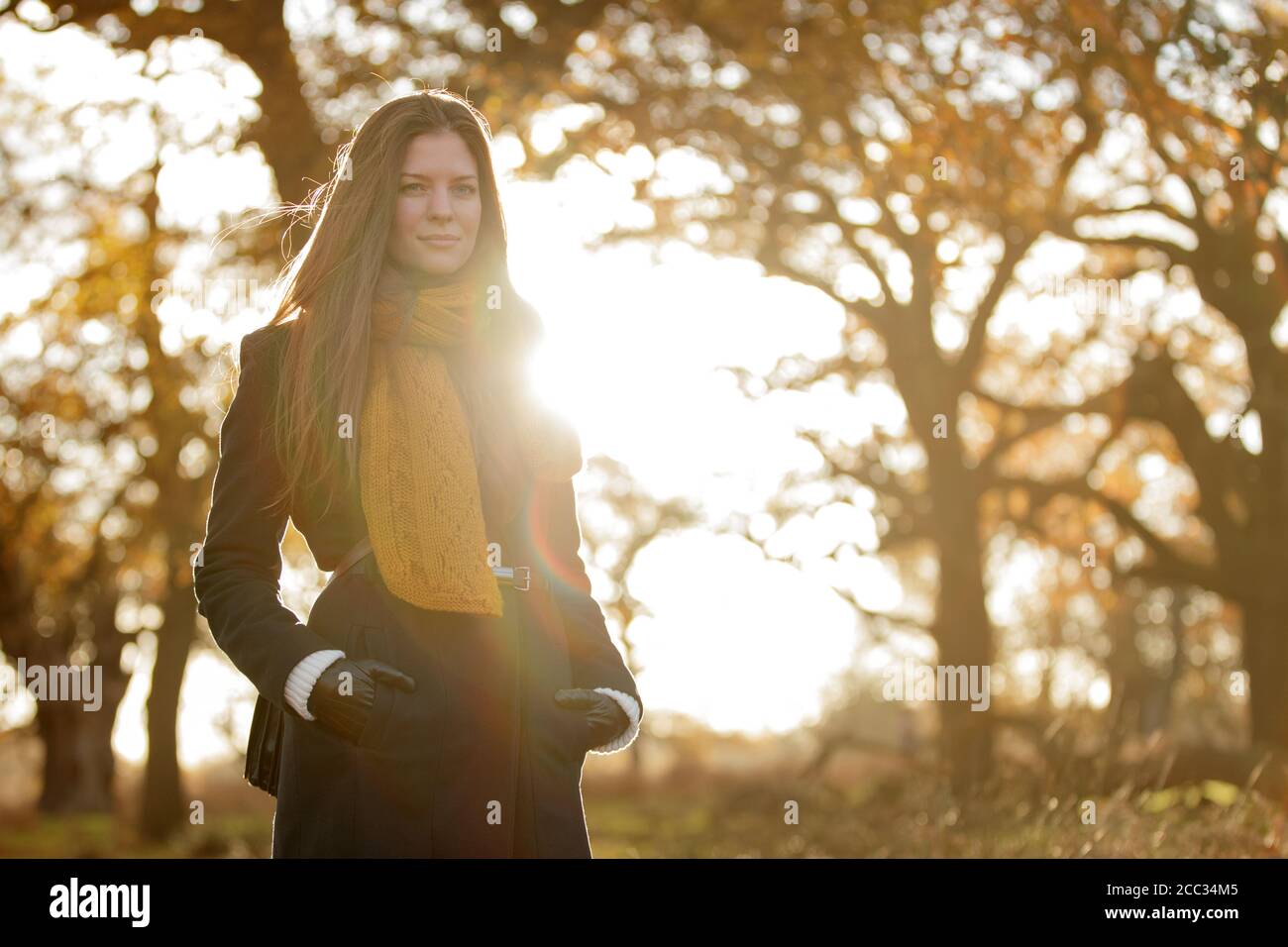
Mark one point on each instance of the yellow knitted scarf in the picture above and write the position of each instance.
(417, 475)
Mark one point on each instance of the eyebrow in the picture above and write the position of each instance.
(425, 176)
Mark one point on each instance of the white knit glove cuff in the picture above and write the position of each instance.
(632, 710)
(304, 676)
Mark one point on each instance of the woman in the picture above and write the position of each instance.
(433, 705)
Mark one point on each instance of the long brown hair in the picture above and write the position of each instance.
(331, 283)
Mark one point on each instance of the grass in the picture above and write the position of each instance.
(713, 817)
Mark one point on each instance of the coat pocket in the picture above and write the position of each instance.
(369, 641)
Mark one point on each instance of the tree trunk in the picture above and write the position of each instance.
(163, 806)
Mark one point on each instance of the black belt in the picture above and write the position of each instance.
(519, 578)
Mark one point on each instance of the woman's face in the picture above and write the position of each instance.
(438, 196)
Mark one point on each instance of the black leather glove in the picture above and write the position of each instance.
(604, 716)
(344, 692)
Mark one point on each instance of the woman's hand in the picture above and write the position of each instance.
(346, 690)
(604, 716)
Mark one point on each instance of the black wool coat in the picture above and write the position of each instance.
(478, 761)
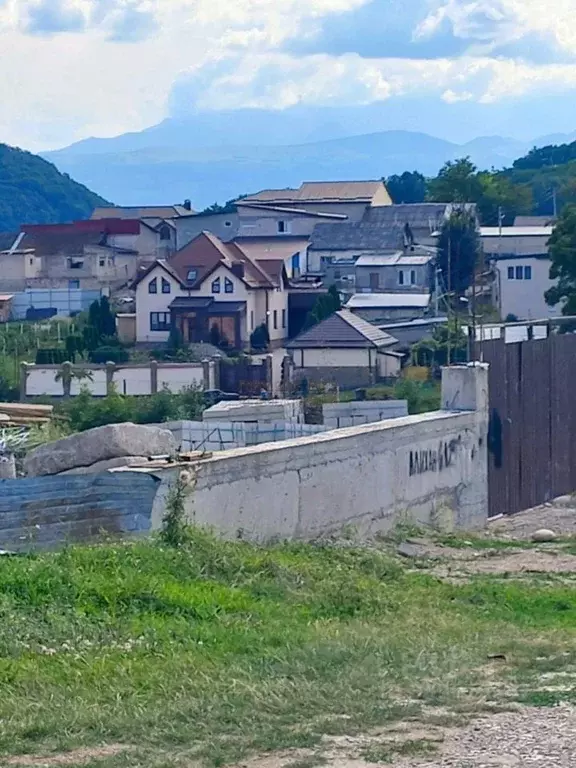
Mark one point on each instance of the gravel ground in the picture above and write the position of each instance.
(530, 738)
************
__Exercise task__
Convert all of the data above into a Markdown table with the columns Row and Line, putting each nonblank line in its own numbered row. Leave out the pictures.

__Correct result__
| Row | Line |
|---|---|
| 1 | Mark one point on each instance of the yellow knitted scarf in the picture above and write the position of each instance. |
| 2 | (417, 475) |
| 3 | Mark one point on each instance of the eyebrow in the picture above and write the position of each instance. |
| 4 | (425, 176) |
| 5 | Mark one point on each instance of the white knit glove cuff in the picture above and write the position of each instance. |
| 6 | (632, 710) |
| 7 | (304, 676) |
| 8 | Mark one point on each instance of the woman in the picture above and write the position of each instance. |
| 9 | (433, 705) |
| 10 | Mark one point on each instance of the long brown hair in the picture above and write the position of each instance. |
| 11 | (331, 283) |
| 12 | Mark one point on each instance of the grass in the picture above and write the position of each instance. |
| 13 | (713, 817) |
| 14 | Mark one point on each instance of the coat pocket in the picture above and write the position of each instance. |
| 15 | (369, 641) |
| 16 | Mark one point on each instance of the tree trunk in the picture above and write the position of each instance. |
| 17 | (163, 806) |
| 18 | Mark one point on each instance of the black belt in the picture above and write the position of each instance. |
| 19 | (519, 578) |
| 20 | Mark one point on each instance of the woman's face in the picture above and write the position of each instance. |
| 21 | (438, 196) |
| 22 | Mark one point on each instance of the black leather glove in the picture above and write the position of each instance. |
| 23 | (604, 716) |
| 24 | (344, 692) |
| 25 | Mark one point on each instance of the woman's hand in the picture above and write the position of each instance. |
| 26 | (346, 690) |
| 27 | (604, 716) |
| 28 | Mark one point on each instance of the black wool coat in the picture above and write the position of each instance. |
| 29 | (478, 761) |
| 30 | Mark one point on each instance of the gravel ground in the picture above and write the position of each instance. |
| 31 | (530, 738) |